=== DATA FOR PROCESSING ===
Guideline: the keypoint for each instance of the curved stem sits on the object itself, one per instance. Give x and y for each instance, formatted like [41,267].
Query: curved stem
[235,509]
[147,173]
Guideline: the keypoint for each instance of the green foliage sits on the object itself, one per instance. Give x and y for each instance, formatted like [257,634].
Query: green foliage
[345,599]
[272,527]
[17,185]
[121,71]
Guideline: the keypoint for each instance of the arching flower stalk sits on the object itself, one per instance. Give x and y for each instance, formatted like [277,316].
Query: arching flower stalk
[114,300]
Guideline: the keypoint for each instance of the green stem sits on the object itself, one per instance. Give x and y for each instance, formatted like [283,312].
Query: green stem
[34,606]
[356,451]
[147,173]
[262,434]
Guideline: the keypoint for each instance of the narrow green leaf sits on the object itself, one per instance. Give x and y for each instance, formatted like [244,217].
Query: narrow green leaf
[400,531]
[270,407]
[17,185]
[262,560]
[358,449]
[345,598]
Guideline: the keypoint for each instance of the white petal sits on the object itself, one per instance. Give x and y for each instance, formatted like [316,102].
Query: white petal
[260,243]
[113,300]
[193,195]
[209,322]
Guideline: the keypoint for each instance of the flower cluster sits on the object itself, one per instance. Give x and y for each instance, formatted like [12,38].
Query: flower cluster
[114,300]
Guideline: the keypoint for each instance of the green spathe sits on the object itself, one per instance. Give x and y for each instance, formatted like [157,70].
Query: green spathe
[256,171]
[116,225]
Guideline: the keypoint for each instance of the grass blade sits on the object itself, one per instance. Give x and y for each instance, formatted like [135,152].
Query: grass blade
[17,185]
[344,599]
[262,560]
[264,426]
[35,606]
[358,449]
===
## EXERCISE DETAILS
Everything from the line containing "Guideline: the keypoint for each instance of the narrow" to the end of the records must be written out exactly; include both of those lines and no others.

## TASK SOLUTION
Guideline: the keypoint for each instance of the narrow green leaf sits on the object itself, one per instance. Give x and y for each instance, formatted like [244,217].
Query: narrow green leaf
[400,531]
[270,407]
[17,185]
[262,560]
[358,449]
[345,598]
Guideline: the keypoint for each instance of the white petal sits on the object itself, one per instance. Give x and y for each instance, formatted like [316,102].
Query: white petal
[260,243]
[113,300]
[193,195]
[209,322]
Guideline: the keypoint for each instance of the flower cluster sits on the object itself, one per instance. Give x and y for each instance, formatted like [12,38].
Query: flower cluster
[114,300]
Guideline: the keypoint for each instance of the green spathe sits on the object itself, one per instance. Give x and y for each instance, formatted like [157,70].
Query: green spathe
[256,171]
[116,225]
Guideline: the keypoint for each instance of the grass blade sits on the object itself, one per instance. Give x and y for each instance, formatted like [135,152].
Query: grass blade
[17,185]
[344,599]
[262,560]
[264,426]
[35,606]
[358,449]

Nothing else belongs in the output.